- _DEINE AUFGABE_: Gib alle Einträge unten Zeile für Zeile unverändert aus, aber lass die Bilder dabei weg.

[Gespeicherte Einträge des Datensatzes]
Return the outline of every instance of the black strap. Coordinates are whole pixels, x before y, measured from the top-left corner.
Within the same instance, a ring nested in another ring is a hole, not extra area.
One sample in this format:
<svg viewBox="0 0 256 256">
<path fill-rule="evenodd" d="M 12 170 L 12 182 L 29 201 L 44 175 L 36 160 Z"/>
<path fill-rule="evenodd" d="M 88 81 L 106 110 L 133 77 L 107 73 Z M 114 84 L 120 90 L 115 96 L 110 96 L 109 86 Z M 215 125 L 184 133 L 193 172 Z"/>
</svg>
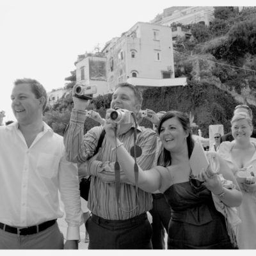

- _SCHRIFTLICHE LÖSUNG_:
Return the outline of every instance of the black strap. Coordinates are whole pixels, x before y, measured from the top-left corner.
Within the same instance, a ring nested in another ring is a hole, not extra area.
One sample in this format:
<svg viewBox="0 0 256 256">
<path fill-rule="evenodd" d="M 12 170 L 12 182 L 29 201 L 44 175 L 36 160 Z"/>
<path fill-rule="evenodd" d="M 88 81 L 106 110 L 133 77 L 107 73 Z M 114 84 L 120 90 L 115 96 L 110 96 L 109 86 Z M 215 125 L 184 133 L 193 172 Z"/>
</svg>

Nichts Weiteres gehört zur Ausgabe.